YOUR INSTRUCTIONS >>
Only the lines below starting at the one containing "Task: point at every instance of the white built-in" and ending at the one containing "Task: point at every instance of the blue framed" belong in the answer, each copied exactly.

DATA FOR THIS EXERCISE >>
○ ○ ○ ○ ○ ○ ○

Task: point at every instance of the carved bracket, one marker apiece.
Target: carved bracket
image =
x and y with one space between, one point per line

○ ○ ○ ○ ○ ○ ○

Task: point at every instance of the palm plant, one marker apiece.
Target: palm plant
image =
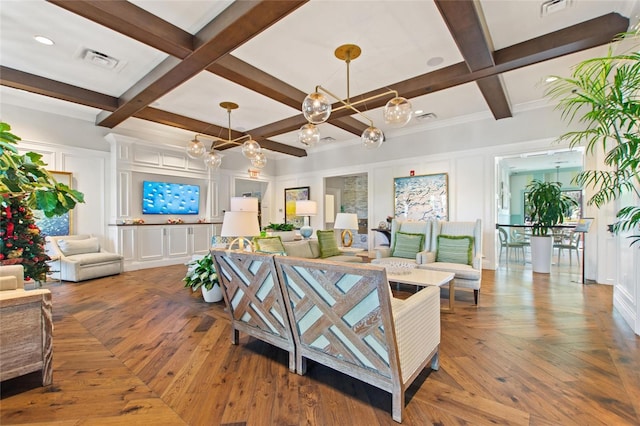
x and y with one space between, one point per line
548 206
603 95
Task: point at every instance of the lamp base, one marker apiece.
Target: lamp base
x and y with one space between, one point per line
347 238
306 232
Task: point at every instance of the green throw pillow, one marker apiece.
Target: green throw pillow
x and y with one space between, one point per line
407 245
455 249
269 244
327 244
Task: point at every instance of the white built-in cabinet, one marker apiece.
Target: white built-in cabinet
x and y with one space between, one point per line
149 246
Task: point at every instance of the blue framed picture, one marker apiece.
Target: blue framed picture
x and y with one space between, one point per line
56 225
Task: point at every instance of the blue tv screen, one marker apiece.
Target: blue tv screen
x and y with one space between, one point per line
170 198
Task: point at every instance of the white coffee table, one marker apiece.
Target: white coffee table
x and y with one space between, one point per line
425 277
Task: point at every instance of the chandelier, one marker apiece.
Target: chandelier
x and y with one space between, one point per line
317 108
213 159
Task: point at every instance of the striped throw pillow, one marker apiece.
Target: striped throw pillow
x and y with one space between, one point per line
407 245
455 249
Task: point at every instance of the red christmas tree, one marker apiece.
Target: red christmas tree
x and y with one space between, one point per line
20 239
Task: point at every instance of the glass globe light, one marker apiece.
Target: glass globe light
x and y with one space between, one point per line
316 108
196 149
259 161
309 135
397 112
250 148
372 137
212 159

○ ○ ○ ○ ○ ○ ○

ANSWER BELOW >>
Task: point at every instance of the white built-in cabinet, one marker apiece.
Target: white built-in cabinet
x and y with one space between, one point per line
149 246
Task: point at every instance of the blue framed picture, one marker apiece.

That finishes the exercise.